Given problem 1 – Using the passage below about the film Bonnie & Clyde, decide whether each statement agrees with it: (a) the 1967 film starred Warren Beatty and Faye Dunaway; (b) Bonnie Parker and Clyde Barrow were bank robbers from Chicago; (c) the film shows the couple letting a poor farmer keep his cash during a hold-up. Answer yes or no for each, quoting the words from the passage that settle it.
Given problem 2 – Extend the passage below about the film Bonnie & Clyde, picking up after its final sentence.

Published on September 27, 2001

They're young. They're in love. And they kill people.

That tagline from the 1967 film Bonnie & Clyde tells the basic tale of Bonnie Parker and Clyde Barrow, the Dallas bank robbers who led the Barrow Gang across the Midwest, racking up wanted posters while filling body bags. But the film offered something more: a romantic story of young lovers gone bad as played by the dapper duo of Warren Beatty and Faye Dunaway. Arthur Penn's film portrayed Bonnie & Clyde as Romeo and Juliet with guns, a pair of Robin Hoods who let a poor farmer keep his cash during a hold-up. It inspired throw-back fashions, a legion of history buffs who still devour every word published about the couple and a following among '60s counter-culture kids who saw Bonnie and Clyde as the absolute in anti-establishment idols. It also inspired a backlash toward glamorizing murderers while shoving the victims into the background, making their deaths just means to Bonnie and Clyde's grisly ends.

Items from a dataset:
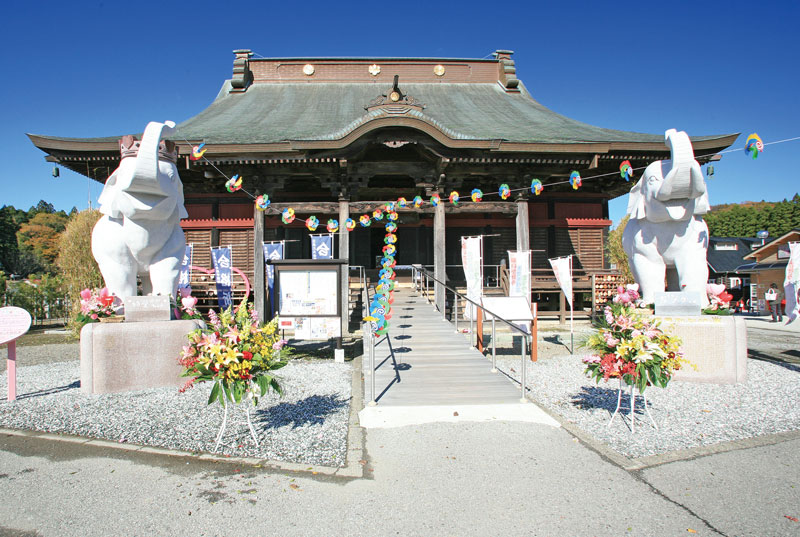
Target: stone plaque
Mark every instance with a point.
(146, 308)
(677, 303)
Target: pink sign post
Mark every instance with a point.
(14, 322)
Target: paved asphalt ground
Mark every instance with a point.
(441, 479)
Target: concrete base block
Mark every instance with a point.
(717, 345)
(117, 357)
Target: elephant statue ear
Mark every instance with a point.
(636, 208)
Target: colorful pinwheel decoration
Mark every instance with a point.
(234, 183)
(575, 180)
(262, 202)
(504, 191)
(754, 146)
(197, 152)
(626, 170)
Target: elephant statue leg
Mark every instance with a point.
(693, 275)
(117, 264)
(164, 272)
(649, 273)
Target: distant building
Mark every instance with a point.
(767, 265)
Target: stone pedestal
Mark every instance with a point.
(133, 356)
(717, 345)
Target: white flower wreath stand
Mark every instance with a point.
(632, 407)
(248, 401)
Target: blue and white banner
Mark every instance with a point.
(322, 246)
(223, 275)
(273, 251)
(184, 277)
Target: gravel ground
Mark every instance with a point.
(687, 414)
(308, 425)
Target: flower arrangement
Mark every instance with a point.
(719, 300)
(632, 347)
(235, 353)
(95, 305)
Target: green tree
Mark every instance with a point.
(75, 262)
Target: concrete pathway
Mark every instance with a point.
(426, 372)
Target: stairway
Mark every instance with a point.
(424, 372)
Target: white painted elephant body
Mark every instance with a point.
(666, 237)
(142, 204)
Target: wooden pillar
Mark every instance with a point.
(439, 258)
(523, 224)
(344, 253)
(259, 274)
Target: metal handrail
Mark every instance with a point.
(526, 335)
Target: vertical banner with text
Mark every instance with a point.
(519, 273)
(322, 246)
(273, 251)
(562, 266)
(184, 276)
(792, 282)
(472, 261)
(223, 275)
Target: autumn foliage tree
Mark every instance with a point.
(76, 264)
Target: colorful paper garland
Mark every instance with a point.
(197, 152)
(754, 146)
(504, 191)
(575, 180)
(233, 184)
(625, 170)
(262, 202)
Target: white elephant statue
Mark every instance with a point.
(666, 237)
(142, 205)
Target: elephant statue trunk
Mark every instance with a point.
(666, 238)
(139, 234)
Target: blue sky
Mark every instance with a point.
(103, 69)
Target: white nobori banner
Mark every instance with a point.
(562, 266)
(472, 260)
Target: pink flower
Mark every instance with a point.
(188, 302)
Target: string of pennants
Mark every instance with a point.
(753, 147)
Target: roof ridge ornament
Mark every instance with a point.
(395, 102)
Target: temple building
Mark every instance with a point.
(339, 137)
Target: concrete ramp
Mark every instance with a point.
(426, 372)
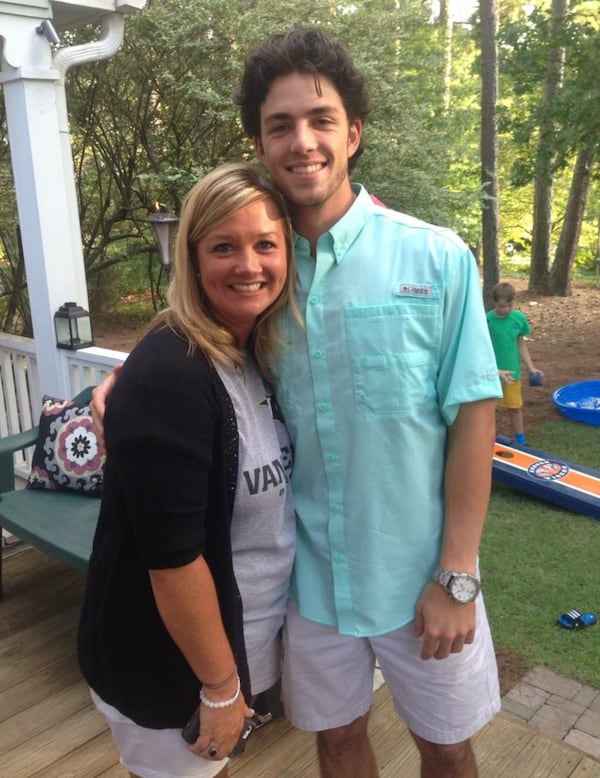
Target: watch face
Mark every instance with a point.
(464, 588)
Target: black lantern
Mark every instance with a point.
(73, 327)
(163, 223)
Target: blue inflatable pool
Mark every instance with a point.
(579, 402)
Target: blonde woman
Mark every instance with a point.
(188, 579)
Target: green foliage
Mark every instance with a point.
(146, 123)
(539, 561)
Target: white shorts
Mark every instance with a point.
(154, 753)
(328, 679)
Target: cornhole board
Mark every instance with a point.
(547, 477)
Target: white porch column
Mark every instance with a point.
(45, 190)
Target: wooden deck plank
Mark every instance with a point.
(50, 729)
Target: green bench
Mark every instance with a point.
(61, 524)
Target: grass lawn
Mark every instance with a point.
(539, 561)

Result 1 –
(a) Yes: "as played by the dapper duo of Warren Beatty and Faye Dunaway."
(b) No: "the Dallas bank robbers who led the Barrow Gang across the Midwest."
(c) Yes: "a pair of Robin Hoods who let a poor farmer keep his cash during a hold-up."

Result 2 –
Now, 67 years after Bonnie and Clyde were killed in an ambush in Louisiana, the Dallas Historical Society has collected an extensive number of artifacts that tell the story of these famous criminals, their crimes, and the blood they shed from Texas to Minnesota. Called The Legend of Bonnie & Clyde, the exhibit does more than just tell the tale of a hardened criminal and the poetry-writing waitress who loved him--it reminds us of the victims they left in their wake. Besides Bonnie & Clyde's personal objects taken from the death car and the Ford V8 used in the film, The Legend of Bonnie & Clyde also includes a gallery dedicated to the peace officers who worked the case, including five who were killed, and a "funeral parlor" room devoted to the gang's other victims. In addition, the entire 18 minutes of the film that was shot at the ambush will be shown for the first time in 65 years. There's nothing like cold, hard truth to shoot a few holes in a legend.